**Exercise task:** Edit the items starting with the line that contains "lips for player-tracking calibration." and going on through the line that contains "[331,239,383,255]", replacing "hoodie" with "sweatshirt" and changing nothing else. Return only those lines.

**Given entries:**
-------------------------
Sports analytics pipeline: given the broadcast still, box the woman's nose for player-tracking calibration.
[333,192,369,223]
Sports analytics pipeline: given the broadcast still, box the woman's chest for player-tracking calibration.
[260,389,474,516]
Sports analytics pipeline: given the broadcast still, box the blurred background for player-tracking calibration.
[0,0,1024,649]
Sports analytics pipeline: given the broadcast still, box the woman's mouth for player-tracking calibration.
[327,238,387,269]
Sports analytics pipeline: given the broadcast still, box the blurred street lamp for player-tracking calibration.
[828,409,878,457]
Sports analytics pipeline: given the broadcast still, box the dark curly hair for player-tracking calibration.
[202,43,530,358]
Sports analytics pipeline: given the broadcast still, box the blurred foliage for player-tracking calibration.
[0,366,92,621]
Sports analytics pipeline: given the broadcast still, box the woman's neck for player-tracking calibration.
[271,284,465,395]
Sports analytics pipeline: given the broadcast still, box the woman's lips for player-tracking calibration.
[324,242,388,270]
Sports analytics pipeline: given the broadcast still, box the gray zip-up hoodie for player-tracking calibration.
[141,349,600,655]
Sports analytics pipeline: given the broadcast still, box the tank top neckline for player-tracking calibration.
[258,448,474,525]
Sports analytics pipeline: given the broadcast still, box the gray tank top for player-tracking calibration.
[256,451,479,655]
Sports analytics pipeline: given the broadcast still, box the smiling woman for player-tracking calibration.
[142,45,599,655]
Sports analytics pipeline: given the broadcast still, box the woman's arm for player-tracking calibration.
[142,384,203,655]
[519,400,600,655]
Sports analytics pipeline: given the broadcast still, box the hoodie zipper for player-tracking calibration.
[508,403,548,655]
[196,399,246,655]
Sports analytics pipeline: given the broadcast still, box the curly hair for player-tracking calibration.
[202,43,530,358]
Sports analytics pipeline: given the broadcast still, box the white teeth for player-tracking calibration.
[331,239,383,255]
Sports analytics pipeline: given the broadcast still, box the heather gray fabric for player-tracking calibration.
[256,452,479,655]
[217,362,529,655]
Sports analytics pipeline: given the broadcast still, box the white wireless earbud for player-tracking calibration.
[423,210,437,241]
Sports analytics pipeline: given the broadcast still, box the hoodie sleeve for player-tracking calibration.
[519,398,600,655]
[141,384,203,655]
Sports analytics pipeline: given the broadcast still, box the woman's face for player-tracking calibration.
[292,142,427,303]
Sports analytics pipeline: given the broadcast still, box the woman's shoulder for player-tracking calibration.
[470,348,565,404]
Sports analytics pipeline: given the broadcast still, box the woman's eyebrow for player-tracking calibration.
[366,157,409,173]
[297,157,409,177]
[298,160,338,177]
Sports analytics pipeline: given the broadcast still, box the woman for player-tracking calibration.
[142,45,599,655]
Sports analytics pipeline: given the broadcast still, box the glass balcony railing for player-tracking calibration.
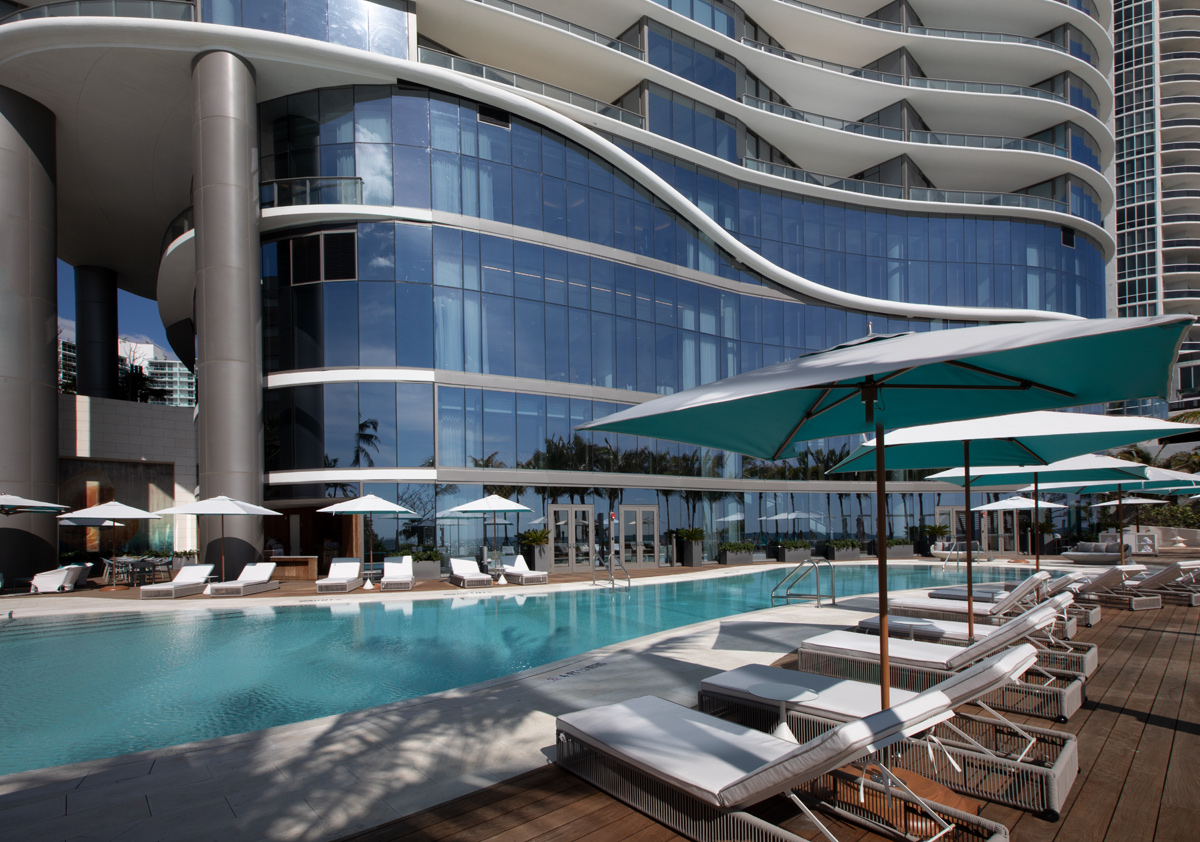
-------------------------
**The answer:**
Sports analytics pipeline: given the broadcast still, box the woman's lips for player-tracking calibration.
[324,242,388,270]
Sports analytics pipeline: given the broadcast still, box the gray zip-up sweatshirt for player-tracking calibration.
[141,349,600,655]
Sports analytics pipeline: given the broadcast still, box the tank top neckline for player-tracking calibration.
[258,448,474,525]
Sports analytics pipeline: given the broadcast still, box the gray tank top for player-tracking calibration.
[256,451,479,655]
Sports analytics pipeline: given the broadcast still, box the smiling woman for player-tracking calibration.
[142,45,599,655]
Sports analytics pipeline: given the broadcast still, box the woman's arm for player-tracking calibration.
[142,384,203,655]
[519,400,600,655]
Sports analytics pipeline: given the broadcast still, box the sweatshirt zipper for player-tracking calibration.
[508,403,548,655]
[196,399,246,655]
Sports analytics pipeline: given the broadcast still, box the curly hair for player-tracking calibration.
[202,43,530,358]
Sports analytics pipeline: given the broadcast still, box the white teeth for player-tracking calibration.
[331,239,383,255]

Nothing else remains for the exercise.